§ **WHAT YOU NEED TO DO**:
Produce a verbatim transcription of the records below, beginning at the line containing "line as [94,219]." and ending at the final line; include only those lines.

§ **PROVIDED DATA**:
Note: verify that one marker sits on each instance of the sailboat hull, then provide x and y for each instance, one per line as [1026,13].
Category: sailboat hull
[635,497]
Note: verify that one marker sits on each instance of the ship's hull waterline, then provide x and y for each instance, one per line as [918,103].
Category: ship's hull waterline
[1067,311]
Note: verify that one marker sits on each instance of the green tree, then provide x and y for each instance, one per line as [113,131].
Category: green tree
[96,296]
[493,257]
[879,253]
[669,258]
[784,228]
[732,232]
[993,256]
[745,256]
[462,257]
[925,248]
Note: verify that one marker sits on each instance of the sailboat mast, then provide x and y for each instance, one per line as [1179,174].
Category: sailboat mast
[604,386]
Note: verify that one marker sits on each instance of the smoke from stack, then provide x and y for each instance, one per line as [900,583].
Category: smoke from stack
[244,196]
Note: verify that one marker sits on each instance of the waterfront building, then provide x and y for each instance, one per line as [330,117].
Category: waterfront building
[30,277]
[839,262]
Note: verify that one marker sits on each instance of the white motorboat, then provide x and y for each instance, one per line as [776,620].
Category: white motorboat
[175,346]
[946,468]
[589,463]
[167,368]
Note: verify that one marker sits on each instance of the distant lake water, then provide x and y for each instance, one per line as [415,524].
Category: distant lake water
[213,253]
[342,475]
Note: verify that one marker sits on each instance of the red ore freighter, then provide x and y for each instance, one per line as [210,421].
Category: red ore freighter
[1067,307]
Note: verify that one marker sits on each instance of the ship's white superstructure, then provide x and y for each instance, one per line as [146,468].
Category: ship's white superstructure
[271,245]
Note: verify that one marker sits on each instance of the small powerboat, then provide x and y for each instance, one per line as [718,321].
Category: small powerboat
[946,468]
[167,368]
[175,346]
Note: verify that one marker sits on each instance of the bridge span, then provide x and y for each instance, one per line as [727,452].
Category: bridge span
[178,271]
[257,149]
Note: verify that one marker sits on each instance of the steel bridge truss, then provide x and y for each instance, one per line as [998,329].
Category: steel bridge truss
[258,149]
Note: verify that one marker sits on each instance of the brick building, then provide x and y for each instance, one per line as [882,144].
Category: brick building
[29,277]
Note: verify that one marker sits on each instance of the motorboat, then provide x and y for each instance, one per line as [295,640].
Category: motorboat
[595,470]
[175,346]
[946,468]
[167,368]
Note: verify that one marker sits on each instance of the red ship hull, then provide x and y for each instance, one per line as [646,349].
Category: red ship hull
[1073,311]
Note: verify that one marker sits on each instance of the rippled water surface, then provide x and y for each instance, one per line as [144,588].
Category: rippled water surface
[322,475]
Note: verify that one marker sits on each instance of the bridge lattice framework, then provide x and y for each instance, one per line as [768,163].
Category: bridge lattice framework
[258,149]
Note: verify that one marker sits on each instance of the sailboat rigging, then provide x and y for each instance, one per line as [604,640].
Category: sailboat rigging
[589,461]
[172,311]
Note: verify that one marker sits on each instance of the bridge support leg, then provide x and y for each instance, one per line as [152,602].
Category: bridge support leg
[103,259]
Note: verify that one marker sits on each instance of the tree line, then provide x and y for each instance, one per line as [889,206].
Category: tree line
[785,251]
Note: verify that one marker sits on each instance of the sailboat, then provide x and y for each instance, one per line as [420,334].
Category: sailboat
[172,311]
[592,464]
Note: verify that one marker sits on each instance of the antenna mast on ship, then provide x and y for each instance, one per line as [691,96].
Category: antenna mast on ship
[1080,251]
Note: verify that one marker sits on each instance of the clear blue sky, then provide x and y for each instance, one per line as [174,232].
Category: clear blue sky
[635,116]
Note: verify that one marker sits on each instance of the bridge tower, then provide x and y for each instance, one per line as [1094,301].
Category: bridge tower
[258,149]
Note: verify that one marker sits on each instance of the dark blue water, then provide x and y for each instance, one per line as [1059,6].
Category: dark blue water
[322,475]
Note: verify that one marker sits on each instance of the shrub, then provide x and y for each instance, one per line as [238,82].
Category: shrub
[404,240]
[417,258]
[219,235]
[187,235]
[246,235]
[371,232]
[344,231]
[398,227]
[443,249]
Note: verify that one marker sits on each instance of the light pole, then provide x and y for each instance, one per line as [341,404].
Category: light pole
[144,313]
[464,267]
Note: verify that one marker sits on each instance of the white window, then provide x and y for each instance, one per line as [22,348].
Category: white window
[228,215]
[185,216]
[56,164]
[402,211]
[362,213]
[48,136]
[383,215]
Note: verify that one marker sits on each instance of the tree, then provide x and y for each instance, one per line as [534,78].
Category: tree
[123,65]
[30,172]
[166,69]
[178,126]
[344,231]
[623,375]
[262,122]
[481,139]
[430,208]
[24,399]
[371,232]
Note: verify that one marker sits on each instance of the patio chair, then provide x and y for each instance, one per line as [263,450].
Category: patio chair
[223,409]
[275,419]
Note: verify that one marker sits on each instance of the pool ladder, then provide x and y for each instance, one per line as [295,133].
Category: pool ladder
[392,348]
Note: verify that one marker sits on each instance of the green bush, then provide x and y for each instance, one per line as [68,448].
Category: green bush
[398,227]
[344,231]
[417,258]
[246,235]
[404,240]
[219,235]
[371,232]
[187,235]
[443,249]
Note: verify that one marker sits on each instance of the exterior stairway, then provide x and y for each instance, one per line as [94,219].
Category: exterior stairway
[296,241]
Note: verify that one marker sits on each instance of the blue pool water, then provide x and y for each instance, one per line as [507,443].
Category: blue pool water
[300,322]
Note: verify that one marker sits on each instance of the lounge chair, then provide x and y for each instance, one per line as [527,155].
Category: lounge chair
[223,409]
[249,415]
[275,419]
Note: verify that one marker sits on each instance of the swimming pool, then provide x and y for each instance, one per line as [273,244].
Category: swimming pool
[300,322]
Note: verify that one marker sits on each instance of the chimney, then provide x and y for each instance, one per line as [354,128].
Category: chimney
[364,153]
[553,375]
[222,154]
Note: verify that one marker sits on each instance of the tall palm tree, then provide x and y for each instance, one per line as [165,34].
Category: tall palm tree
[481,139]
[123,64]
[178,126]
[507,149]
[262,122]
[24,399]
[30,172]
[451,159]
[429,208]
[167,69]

§ **WRITTEN SOLUTION**:
Note: verify that one marker sits on each instance of the exterior stairway, then provide x and y for each instance, one per line as [94,219].
Category: exterior stairway
[296,241]
Note: verify that one marker sits on each instance of the blue pool water, then provide x and y for each instance, one per line as [507,443].
Category: blue pool water
[300,322]
Note: verify that one marker sits on each instance of the lounge chair, then provide x and y for each instance, one per line as [527,155].
Category: lounge chair
[223,409]
[249,415]
[275,419]
Note: verify that one marker sits on each instance of the swimming pool, then provide x and y for each instance, one per line as [273,244].
Category: swimming pool
[300,322]
Note: verify that one marker sits on each instance of the chimney, then provide x and y for each instance, one per line as [354,128].
Category: chimney
[364,153]
[553,375]
[222,154]
Note: verify that one marker sits on each instance of the tall palm tree, then provide x and y for each instance, one per line as [165,34].
Category: tall palm tree
[481,139]
[123,64]
[178,126]
[507,149]
[262,122]
[24,399]
[30,172]
[451,159]
[429,208]
[167,69]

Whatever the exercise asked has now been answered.